- **About this exercise**:
The response must be made up of the lines in the entries below that contain "path".

- **Recorded data**:
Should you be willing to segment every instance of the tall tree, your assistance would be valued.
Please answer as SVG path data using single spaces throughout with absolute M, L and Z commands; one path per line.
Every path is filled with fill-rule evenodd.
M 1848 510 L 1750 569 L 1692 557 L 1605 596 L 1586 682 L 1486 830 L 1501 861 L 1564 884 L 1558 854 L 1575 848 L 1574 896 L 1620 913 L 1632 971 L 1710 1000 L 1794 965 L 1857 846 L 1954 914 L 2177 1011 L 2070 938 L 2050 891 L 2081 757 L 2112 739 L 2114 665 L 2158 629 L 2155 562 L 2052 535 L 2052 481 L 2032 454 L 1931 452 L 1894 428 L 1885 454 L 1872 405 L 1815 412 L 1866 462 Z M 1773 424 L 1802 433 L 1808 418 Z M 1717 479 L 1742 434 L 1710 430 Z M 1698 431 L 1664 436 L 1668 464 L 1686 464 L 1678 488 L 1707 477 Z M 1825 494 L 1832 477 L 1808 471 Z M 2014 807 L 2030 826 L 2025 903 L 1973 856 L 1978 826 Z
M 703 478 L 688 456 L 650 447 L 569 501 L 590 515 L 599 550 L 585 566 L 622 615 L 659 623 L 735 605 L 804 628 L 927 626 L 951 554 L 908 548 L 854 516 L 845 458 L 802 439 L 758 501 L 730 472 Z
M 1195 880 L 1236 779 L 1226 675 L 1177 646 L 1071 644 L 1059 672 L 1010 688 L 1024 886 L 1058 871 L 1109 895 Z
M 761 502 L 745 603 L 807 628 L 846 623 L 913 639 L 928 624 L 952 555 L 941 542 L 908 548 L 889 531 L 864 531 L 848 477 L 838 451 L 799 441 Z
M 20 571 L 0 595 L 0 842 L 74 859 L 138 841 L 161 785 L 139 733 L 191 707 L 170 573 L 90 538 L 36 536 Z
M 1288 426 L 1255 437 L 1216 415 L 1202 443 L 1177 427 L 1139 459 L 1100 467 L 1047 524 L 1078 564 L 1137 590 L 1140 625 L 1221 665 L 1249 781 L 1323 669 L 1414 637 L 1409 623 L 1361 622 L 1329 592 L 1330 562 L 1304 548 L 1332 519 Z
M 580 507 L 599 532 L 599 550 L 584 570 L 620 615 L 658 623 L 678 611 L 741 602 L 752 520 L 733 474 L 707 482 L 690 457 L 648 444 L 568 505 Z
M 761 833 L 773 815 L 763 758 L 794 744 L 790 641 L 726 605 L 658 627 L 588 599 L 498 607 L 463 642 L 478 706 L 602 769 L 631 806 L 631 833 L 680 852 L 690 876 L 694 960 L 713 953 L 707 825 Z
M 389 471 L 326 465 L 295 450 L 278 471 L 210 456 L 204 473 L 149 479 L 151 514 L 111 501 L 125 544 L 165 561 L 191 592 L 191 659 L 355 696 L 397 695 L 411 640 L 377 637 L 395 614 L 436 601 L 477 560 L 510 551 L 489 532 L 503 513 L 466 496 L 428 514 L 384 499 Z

- **Solved exercise**:
Please answer as SVG path data using single spaces throughout with absolute M, L and Z commands; one path per line.
Every path is filled with fill-rule evenodd.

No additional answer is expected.